Rewrite the lines from the one containing "Please place a point on the small" through the last line, changing "desert shrub" to "low desert bush" and leaving everything else the same.

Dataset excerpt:
━━━━━━━━━━

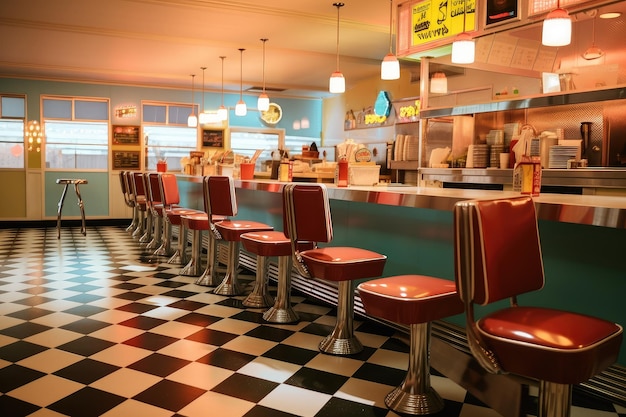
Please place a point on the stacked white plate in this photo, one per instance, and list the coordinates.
(560, 154)
(481, 156)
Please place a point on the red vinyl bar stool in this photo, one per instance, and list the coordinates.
(173, 213)
(155, 208)
(139, 197)
(308, 217)
(196, 222)
(219, 192)
(123, 175)
(498, 256)
(414, 300)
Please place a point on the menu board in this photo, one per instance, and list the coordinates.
(126, 159)
(434, 20)
(125, 135)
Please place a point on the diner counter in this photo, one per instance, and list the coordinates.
(582, 246)
(596, 210)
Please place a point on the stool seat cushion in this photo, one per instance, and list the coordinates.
(231, 230)
(270, 243)
(410, 299)
(173, 214)
(343, 263)
(195, 221)
(551, 345)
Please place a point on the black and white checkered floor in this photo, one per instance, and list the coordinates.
(86, 329)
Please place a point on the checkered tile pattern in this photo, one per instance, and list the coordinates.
(87, 329)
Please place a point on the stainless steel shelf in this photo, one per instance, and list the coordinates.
(529, 102)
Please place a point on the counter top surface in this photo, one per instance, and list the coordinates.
(606, 211)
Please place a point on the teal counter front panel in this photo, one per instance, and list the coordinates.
(584, 265)
(95, 194)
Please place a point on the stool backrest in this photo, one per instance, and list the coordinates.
(497, 255)
(307, 213)
(497, 249)
(219, 196)
(154, 188)
(169, 189)
(138, 185)
(124, 186)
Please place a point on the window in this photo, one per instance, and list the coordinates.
(166, 134)
(12, 112)
(77, 133)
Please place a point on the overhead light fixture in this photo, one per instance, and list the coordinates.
(263, 103)
(33, 133)
(463, 47)
(337, 82)
(204, 117)
(439, 83)
(593, 52)
(240, 108)
(390, 67)
(222, 112)
(192, 120)
(557, 28)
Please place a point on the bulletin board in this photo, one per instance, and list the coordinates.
(125, 135)
(212, 138)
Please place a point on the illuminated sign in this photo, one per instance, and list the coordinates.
(435, 20)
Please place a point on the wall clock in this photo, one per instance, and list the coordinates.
(272, 115)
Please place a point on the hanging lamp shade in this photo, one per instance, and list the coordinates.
(463, 49)
(439, 83)
(204, 117)
(241, 109)
(557, 28)
(192, 120)
(337, 83)
(263, 102)
(390, 67)
(463, 46)
(222, 112)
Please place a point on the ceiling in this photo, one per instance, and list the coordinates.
(162, 42)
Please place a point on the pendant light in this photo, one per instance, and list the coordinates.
(593, 52)
(204, 117)
(263, 103)
(390, 67)
(439, 83)
(240, 108)
(463, 47)
(337, 82)
(192, 120)
(222, 112)
(557, 28)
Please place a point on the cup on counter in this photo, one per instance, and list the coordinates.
(246, 170)
(504, 159)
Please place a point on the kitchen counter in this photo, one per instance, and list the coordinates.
(582, 245)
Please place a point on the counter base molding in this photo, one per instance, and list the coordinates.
(414, 226)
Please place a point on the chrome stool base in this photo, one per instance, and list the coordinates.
(179, 257)
(415, 396)
(210, 277)
(259, 297)
(404, 402)
(281, 311)
(194, 266)
(342, 341)
(230, 285)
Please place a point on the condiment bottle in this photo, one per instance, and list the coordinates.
(342, 172)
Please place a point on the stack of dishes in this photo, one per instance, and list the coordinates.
(495, 137)
(481, 156)
(411, 148)
(494, 155)
(560, 154)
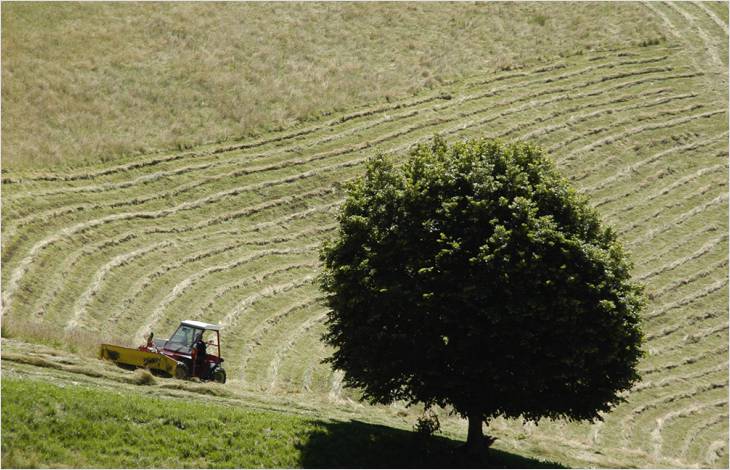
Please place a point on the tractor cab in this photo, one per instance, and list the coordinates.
(197, 346)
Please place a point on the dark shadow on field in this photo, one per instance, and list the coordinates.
(356, 444)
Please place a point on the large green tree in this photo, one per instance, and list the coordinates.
(474, 276)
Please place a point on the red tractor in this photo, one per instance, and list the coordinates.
(186, 354)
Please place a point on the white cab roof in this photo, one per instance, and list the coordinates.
(201, 325)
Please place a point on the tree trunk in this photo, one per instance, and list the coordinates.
(475, 438)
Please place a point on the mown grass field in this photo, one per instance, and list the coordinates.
(81, 426)
(180, 74)
(230, 233)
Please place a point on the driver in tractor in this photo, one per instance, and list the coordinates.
(201, 355)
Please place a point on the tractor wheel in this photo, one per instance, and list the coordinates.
(181, 372)
(219, 375)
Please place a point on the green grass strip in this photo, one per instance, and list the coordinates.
(76, 426)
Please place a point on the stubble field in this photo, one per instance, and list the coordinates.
(229, 233)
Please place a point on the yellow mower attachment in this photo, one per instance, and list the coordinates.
(156, 362)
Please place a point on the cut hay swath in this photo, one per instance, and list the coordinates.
(230, 233)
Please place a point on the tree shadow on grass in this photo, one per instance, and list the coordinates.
(356, 444)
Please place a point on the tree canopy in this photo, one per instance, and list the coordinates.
(474, 276)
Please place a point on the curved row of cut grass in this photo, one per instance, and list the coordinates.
(230, 233)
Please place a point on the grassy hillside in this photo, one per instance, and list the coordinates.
(91, 82)
(60, 423)
(229, 233)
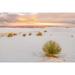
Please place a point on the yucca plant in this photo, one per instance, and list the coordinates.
(51, 49)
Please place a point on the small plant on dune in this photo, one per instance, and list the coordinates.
(39, 34)
(51, 49)
(11, 34)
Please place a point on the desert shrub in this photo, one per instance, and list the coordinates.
(51, 48)
(30, 34)
(39, 34)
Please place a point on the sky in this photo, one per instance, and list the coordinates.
(37, 6)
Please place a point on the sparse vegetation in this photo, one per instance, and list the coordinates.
(24, 35)
(45, 30)
(10, 34)
(51, 49)
(39, 34)
(30, 34)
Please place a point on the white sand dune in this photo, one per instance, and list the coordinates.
(29, 48)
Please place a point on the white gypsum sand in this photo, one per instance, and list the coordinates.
(29, 48)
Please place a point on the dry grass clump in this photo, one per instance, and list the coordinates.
(51, 49)
(39, 34)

━━━━━━━━━━

#### In response:
Please place a point on the small plant on dune in this photo, one per instance, and list the coordinates.
(39, 34)
(51, 49)
(11, 34)
Please place a point on the low desert bush in this photo, one per instance, and list the coordinates.
(51, 48)
(30, 34)
(39, 34)
Please place a point on the sky in this photo, one per instance, and list the coordinates.
(37, 6)
Please place a point on the sparse vegetation in this photo, one per instance, and list the coordinates.
(24, 35)
(45, 30)
(10, 34)
(51, 49)
(39, 34)
(30, 34)
Please place a point on the white sand dune in this photo, one per instance, and list the coordinates.
(29, 48)
Please place a point on the white gypsum sand in this photo, one per instance, and list the coordinates.
(29, 48)
Please place a point on the dry grass clump in this photo, one per instance, and list the coordinates.
(51, 49)
(39, 34)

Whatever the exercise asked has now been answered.